- _Records shown_:
◇ ◇ ◇ ◇
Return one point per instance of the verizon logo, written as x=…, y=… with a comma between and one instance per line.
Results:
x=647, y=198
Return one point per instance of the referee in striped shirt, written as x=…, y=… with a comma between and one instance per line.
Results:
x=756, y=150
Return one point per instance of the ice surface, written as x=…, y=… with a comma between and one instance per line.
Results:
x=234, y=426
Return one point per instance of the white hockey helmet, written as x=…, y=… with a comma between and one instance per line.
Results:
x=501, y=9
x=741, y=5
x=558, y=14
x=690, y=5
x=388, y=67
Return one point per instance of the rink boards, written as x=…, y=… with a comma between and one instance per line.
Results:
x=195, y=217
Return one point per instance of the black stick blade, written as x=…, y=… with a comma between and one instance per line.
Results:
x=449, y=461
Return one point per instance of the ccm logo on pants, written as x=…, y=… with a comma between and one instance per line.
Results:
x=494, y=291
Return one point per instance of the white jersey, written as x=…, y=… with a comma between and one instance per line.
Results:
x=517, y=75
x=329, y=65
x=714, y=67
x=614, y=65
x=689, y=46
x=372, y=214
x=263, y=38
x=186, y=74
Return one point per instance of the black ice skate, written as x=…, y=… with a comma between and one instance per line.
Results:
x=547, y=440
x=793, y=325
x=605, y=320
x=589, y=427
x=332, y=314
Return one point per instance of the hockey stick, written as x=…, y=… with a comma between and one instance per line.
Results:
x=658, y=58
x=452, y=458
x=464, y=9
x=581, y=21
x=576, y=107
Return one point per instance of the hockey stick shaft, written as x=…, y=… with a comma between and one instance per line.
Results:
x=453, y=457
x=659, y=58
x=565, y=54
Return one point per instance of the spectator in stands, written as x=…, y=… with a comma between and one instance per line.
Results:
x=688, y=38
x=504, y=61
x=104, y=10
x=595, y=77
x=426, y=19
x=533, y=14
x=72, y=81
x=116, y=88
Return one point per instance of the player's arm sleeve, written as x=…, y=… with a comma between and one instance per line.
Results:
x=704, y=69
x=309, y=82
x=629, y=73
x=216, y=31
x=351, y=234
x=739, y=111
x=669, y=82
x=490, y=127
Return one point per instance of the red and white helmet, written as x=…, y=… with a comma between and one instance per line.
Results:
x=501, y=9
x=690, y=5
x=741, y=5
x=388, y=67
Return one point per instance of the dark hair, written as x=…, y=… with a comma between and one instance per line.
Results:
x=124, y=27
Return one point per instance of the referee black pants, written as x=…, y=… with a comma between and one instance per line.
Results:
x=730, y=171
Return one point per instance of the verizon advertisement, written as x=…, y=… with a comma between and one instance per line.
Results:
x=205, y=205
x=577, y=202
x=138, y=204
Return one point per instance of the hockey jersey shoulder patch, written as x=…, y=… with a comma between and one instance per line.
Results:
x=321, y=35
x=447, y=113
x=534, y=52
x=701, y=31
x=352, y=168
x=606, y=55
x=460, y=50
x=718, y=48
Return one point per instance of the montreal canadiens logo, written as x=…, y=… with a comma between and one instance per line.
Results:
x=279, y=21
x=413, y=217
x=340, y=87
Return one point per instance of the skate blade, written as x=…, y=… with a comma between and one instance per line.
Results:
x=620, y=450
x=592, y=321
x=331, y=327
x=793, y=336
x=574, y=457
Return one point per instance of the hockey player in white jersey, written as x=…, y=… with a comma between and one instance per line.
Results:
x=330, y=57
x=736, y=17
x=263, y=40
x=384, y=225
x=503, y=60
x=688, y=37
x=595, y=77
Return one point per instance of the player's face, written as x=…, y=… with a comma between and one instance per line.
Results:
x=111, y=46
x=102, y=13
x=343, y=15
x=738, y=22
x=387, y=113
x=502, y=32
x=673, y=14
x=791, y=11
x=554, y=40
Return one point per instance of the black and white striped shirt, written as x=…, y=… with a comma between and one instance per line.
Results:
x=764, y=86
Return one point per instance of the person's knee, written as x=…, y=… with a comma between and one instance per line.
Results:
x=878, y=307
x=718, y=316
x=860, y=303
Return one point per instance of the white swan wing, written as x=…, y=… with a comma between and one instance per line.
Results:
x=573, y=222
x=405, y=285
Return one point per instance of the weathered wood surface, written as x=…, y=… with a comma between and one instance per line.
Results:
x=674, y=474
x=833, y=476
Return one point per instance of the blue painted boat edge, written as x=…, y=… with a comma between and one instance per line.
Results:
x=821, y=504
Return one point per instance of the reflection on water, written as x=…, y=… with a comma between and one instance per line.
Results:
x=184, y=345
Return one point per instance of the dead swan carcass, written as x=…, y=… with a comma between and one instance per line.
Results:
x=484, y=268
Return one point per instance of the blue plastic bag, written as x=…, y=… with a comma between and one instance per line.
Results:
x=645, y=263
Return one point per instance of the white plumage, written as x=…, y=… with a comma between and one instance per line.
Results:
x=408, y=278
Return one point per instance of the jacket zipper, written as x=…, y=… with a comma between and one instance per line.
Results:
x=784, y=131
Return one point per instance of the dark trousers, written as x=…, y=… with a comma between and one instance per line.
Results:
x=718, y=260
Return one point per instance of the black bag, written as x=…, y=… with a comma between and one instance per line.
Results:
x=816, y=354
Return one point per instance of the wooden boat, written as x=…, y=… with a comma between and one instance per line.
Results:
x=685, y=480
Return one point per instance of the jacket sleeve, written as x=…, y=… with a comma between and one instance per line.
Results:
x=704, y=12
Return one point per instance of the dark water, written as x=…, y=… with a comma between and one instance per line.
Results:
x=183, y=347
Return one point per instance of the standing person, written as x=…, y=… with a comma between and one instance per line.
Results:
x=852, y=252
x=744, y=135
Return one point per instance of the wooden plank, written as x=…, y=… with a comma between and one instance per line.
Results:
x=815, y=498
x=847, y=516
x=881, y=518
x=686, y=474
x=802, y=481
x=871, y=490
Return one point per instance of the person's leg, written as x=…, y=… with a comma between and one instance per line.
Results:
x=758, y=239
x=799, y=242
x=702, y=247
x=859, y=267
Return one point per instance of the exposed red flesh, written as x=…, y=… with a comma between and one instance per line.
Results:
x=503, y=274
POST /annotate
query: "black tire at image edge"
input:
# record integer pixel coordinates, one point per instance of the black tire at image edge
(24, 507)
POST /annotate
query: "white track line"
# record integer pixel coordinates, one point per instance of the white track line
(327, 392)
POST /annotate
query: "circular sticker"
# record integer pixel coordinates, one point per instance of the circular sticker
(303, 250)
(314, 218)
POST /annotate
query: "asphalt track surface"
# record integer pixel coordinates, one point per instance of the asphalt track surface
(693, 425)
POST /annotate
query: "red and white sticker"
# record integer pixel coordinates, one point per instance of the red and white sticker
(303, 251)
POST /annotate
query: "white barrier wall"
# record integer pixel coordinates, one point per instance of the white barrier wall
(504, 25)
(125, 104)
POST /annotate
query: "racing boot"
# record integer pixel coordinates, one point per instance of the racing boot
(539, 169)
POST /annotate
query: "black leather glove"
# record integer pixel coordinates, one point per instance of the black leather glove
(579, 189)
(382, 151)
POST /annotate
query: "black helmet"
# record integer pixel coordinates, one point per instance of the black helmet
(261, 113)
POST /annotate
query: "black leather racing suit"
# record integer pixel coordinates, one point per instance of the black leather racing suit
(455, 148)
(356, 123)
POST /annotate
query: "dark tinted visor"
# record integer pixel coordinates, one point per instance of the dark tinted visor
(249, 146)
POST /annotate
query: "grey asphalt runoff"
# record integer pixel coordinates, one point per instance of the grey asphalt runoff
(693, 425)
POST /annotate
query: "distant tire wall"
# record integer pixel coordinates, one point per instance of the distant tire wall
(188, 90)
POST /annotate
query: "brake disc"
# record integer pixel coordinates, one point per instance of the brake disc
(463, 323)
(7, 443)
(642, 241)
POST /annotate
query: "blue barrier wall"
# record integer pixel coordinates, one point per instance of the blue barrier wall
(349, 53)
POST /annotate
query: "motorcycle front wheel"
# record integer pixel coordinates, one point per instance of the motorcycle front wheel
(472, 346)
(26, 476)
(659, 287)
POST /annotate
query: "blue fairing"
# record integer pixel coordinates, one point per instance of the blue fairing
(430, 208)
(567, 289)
◇ ◇ ◇ ◇
- _Instruction_:
Express the records from the line with "Return one point per instance of the montreal" to the line with "x=340, y=87", both included, as a Markdown table with columns n and Line, one row per line and blank lines left out.

- _Exercise result_:
| n | Line |
|---|---|
| 1 | Return one point per instance of the montreal canadiens logo, written as x=…, y=… with a comma between and one instance per line. |
| 2 | Results: |
| 3 | x=279, y=21 |
| 4 | x=413, y=217 |
| 5 | x=340, y=87 |